[[ Data provided, beginning ]]

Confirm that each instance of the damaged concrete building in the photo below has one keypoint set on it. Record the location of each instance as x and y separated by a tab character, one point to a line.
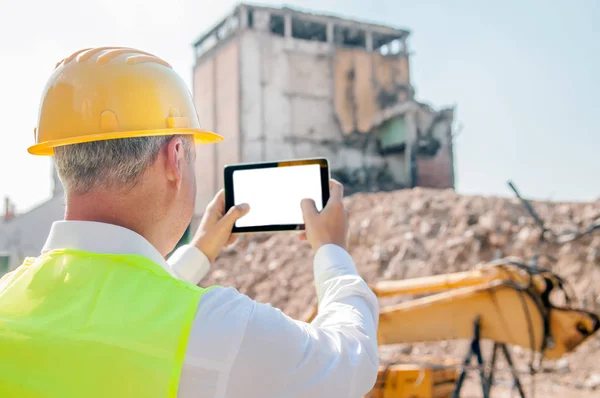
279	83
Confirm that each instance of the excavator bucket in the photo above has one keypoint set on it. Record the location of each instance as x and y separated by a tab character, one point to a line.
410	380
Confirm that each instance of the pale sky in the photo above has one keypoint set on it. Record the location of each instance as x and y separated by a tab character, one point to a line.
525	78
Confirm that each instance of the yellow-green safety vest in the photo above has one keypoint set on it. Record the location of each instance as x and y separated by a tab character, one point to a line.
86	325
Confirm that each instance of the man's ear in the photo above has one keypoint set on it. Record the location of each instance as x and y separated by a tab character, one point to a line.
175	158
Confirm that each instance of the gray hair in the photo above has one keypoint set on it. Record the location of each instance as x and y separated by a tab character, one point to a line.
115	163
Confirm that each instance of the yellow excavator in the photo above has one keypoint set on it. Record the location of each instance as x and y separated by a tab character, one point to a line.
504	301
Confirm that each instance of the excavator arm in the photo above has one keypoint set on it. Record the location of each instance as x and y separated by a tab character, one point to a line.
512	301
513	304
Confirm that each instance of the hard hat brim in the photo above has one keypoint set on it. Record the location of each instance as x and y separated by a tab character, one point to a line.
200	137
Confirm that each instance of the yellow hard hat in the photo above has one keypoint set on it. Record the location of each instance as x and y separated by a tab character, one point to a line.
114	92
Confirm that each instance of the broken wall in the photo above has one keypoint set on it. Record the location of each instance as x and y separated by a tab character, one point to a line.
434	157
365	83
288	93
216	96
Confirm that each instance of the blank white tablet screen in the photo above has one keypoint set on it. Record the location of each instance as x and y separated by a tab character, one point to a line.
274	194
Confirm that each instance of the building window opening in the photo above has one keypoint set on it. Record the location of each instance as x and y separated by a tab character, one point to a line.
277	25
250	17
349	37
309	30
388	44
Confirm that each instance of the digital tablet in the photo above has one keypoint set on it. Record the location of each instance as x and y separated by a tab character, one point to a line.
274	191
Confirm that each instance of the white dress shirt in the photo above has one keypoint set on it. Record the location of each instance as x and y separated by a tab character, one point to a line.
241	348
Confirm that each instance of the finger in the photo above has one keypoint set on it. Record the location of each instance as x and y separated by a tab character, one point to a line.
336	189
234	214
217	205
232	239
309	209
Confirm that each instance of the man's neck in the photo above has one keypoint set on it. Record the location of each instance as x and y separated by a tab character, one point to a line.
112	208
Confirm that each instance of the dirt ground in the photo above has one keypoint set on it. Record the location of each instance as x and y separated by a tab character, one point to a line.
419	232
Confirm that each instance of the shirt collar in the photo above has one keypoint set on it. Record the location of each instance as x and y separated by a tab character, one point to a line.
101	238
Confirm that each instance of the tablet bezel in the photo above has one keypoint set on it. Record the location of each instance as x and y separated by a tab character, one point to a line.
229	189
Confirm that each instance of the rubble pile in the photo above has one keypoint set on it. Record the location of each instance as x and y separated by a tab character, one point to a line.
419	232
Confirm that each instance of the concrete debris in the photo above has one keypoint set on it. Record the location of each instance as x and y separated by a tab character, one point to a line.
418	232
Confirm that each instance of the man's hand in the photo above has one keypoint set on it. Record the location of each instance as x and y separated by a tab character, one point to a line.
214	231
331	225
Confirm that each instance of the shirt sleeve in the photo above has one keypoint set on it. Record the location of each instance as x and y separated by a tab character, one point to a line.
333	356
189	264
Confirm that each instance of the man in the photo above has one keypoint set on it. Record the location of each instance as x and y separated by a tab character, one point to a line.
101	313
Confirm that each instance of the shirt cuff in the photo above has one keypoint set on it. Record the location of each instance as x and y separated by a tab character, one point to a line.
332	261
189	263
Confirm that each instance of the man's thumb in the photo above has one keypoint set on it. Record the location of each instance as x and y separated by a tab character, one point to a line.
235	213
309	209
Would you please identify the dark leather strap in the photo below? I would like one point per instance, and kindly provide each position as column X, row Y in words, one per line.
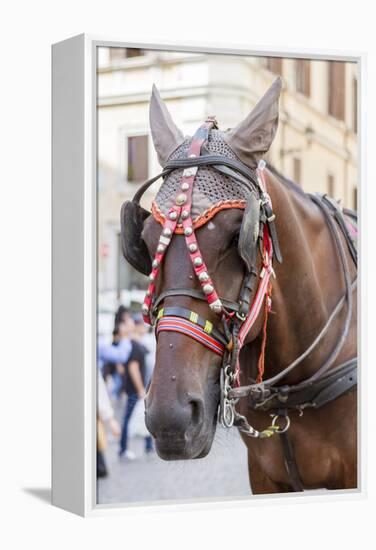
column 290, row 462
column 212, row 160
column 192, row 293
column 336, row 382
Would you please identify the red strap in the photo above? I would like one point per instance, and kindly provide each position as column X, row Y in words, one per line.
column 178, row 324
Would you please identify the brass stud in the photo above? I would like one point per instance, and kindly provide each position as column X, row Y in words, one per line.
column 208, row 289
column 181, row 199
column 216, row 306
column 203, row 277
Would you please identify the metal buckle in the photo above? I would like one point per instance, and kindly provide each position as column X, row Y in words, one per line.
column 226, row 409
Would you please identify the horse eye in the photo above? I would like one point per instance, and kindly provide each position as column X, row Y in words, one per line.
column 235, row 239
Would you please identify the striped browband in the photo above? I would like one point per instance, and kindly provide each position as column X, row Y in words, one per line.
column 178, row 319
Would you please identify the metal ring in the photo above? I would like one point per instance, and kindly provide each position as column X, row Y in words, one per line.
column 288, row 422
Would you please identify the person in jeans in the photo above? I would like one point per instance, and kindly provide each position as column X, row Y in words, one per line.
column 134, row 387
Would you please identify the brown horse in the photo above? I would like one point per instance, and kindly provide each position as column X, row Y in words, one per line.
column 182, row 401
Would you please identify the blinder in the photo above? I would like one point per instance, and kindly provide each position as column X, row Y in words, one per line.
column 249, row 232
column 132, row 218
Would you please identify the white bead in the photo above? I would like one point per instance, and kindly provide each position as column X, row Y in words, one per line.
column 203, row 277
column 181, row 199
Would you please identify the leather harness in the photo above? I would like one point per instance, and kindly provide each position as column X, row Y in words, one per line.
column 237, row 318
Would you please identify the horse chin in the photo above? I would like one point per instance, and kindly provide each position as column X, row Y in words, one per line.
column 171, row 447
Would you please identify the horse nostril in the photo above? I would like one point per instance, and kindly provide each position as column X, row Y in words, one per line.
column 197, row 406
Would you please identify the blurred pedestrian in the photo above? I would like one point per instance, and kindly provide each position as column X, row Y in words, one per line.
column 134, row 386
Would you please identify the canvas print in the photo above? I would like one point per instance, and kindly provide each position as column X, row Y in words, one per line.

[[ Data provided, end ]]

▶ **What you have to do**: Please transcribe exactly the line containing "Would you please identify the blurred" and every line after it to the end of the data, and no other lines.

▶ **Output of the task**:
Would you please identify the blurred pedestrian in the photo above? I would like one point per instance, and kindly provide each position as column X, row Y in words, one per line.
column 134, row 386
Would you please identify the canvas print in the photo above? I would like one point per instance, and kindly provide each position as column X, row Y in words, one per line.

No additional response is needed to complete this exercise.